Set problem a ->
Copy out the entries word for word, from their first line through the line that contains "[(158, 455)]", inclusive.

The blunder which led Xerxes to attack the Greeks at Salamis was fatal alike tactically and strategically. He had the game in his own hand, if he could only have recognized the fact; but in his confidence of success with the forces at his disposal, he wished not merely to out-manœuvre but to capture the whole Greek fleet.
The results of Salamis were immediate. The defeat and moral disorganization of the Persian fleet made it incapable of maintaining its position on the west side of the Ægean, though in point of material damage, relative to numbers, it is probable that it had not suffered more severely than the fleet which had been opposed to it. Its departure withdrew, as it were, the keystone of the Persian plan of invasion; and the whole edifice of design fell into ruin which was incapable of repair, though the wreck was not so complete as to render it impossible for Mardonius to make use of the materials in the ensuing year. The blow had fallen on the indispensable half of the invading force; and, bereft of the aid of the fleet, the land army could no longer maintain itself in a country whose natural resources were wholly inadequate to supply its wants.

Set problem b ->
Continue the passage on the Battle of Salamis from where it stops.

Records supplied ->
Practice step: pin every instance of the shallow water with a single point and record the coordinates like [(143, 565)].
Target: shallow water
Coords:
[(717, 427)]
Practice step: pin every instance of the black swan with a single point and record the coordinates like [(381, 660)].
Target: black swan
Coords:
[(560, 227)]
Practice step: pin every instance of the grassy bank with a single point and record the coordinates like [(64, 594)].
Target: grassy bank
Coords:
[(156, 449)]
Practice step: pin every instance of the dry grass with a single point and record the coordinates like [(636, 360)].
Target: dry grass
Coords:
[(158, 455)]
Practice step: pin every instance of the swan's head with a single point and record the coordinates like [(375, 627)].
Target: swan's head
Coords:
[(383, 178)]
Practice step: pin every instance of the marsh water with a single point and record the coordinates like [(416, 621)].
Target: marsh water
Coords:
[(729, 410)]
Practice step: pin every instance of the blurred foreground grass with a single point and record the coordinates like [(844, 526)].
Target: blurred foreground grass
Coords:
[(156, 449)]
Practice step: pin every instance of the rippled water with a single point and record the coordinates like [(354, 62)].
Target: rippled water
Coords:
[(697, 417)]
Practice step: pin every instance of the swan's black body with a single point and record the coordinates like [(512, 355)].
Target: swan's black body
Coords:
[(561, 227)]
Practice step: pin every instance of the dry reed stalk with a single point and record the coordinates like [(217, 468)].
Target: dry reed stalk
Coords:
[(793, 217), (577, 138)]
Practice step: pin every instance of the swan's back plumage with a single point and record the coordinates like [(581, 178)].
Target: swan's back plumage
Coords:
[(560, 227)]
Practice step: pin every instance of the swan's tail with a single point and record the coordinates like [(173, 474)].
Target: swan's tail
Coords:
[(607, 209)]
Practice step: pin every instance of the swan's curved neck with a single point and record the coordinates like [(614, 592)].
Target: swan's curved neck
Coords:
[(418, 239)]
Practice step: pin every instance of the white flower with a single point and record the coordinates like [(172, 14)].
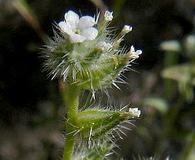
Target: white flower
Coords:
[(104, 46), (135, 112), (135, 54), (127, 29), (79, 29), (108, 16)]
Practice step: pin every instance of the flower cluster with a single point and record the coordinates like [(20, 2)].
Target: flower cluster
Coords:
[(86, 55), (85, 52)]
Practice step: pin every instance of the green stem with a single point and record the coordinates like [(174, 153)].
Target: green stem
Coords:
[(71, 99)]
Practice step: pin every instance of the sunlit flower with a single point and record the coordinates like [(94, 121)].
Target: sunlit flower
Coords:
[(78, 29), (104, 46), (127, 29), (108, 16), (135, 54), (135, 112)]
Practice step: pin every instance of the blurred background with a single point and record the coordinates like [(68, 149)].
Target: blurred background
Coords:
[(161, 82)]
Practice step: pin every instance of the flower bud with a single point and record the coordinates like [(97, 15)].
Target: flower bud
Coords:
[(126, 29), (108, 16)]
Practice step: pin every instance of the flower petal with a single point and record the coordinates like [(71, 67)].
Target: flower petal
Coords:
[(65, 27), (89, 33), (76, 38), (72, 18), (86, 22)]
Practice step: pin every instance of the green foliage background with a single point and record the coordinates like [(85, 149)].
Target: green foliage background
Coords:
[(31, 110)]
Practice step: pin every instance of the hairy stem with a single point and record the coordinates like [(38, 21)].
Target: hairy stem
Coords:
[(71, 99)]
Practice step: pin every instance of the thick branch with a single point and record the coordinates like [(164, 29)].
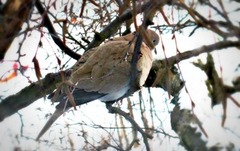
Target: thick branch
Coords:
[(28, 95)]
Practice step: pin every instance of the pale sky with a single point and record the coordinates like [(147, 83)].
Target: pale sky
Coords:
[(96, 113)]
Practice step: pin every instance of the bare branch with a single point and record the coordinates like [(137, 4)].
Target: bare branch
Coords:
[(203, 49), (13, 15), (47, 23)]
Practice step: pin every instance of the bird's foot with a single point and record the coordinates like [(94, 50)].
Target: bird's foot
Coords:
[(65, 86)]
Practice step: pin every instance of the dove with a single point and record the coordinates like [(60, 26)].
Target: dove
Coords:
[(103, 73)]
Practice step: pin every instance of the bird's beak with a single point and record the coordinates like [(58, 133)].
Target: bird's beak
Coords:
[(155, 51)]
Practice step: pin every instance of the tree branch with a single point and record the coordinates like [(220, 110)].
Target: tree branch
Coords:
[(203, 49), (28, 95), (47, 23), (13, 15)]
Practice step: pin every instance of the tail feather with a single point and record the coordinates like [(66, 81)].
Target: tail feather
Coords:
[(54, 117)]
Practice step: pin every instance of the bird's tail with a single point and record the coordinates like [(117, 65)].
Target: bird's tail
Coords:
[(54, 117)]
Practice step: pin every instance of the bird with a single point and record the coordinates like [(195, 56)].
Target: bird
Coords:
[(104, 72)]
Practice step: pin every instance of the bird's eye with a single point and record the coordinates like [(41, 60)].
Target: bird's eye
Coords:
[(154, 41)]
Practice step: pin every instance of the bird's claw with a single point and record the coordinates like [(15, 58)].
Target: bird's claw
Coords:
[(65, 86)]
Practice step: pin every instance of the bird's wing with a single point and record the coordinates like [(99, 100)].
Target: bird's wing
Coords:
[(105, 74), (107, 70)]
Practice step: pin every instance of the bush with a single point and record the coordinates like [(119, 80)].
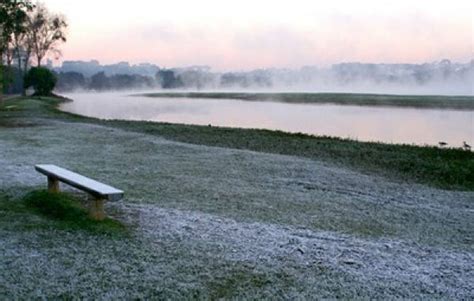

Exercise output a ->
Practice step: pin every instance of the shallow water with a single point and record the coordinates like [(143, 565)].
Target: shallow water
Coords:
[(717, 427)]
Practice step: pin every instance of the black swan with a single point and record the coordinates like [(381, 660)].
Target: black swan
Coords:
[(560, 227)]
Practice step: pin every instance of the grassy bank with a single point and record the coordinates like [(64, 594)].
Target: grassy bank
Coords:
[(156, 449)]
Practice step: pin every instance of the dry grass with a single point and record the coordinates like [(636, 360)].
Target: dry grass
Coords:
[(158, 455)]

Exercise output b ->
According to the account followed by Herodotus, Themistocles proposed that the Greek fleet should immediately take the offensive on the Asian coast. The evident confusion of the story as to date renders it difficult to say whether the proposal was a wise one or not. It was, however, rejected by Eurybiades, who up to that time had displayed sound common sense; and if it was really made at the date to which Herodotus attributes it, there can be little doubt that Eurybiades was right. The time for offensive operations had not come; for anything of the nature of a reverse on the Asian coast might have restored once more all the evils of the previous situation in Greece; and it is quite possible that some argument to this effect put forward by Eurybiades has been translated into the form of his answer to Themistocles as given by Herodotus.
The actual design which Mardonius had in his mind when he persuaded Xerxes to leave with him in Thessaly the most effective part of the army of invasion is beyond conjecture at the present day. Possibly he had at the time no very definite plan, but was content to guide, and be guided by, events. His retirement to Thessaly was certainly due to the question of commissariat. The country was infinitely richer than the rest of Greece, and, besides, he had to organize a new line of communications along the North Ægean coast. With this intent, probably, Artabazos accompanied the retreat of Xerxes as far as the Hellespont. The winter gave Mardonius time to form his plans for the next campaign, and though Herodotus does not profess to know what the plans were, the operations during the summer of 479 give something more than a clue as to their nature.
Mardonius seems to have formed a design of two alternatives.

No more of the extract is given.